━━━ Data to process

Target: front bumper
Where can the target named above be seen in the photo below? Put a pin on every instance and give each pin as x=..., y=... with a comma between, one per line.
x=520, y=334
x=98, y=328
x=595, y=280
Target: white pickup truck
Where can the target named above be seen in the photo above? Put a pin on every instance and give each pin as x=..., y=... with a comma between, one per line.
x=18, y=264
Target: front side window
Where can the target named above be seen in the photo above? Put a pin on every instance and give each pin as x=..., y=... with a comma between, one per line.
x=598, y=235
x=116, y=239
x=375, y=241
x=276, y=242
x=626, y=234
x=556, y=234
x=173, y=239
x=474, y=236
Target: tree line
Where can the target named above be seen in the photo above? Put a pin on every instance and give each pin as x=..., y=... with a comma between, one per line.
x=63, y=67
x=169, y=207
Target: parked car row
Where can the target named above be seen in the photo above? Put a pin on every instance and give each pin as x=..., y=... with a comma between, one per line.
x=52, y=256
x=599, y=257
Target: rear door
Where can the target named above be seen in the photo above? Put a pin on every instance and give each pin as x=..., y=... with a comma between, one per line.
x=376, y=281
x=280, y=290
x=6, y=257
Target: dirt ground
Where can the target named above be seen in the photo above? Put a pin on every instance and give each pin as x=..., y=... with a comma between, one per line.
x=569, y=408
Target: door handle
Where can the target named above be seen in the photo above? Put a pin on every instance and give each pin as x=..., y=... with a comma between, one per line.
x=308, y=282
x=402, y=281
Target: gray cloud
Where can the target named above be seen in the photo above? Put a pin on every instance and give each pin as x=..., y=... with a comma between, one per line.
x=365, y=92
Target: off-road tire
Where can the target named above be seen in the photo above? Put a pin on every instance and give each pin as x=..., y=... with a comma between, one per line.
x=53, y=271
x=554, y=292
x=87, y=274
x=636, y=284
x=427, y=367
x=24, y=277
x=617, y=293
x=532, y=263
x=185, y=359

━━━━━━

_Your objective_:
Your answer must be the data above, copied exactly from its first line through the line containing "Target: white pickup truck", and nothing more.

_Completed task_:
Target: front bumper
Where can the target named above be seen in the photo below? Put a pin on every instance and give each pin as x=..., y=... with a comma between, one per line.
x=520, y=334
x=98, y=328
x=595, y=280
Target: white pickup truck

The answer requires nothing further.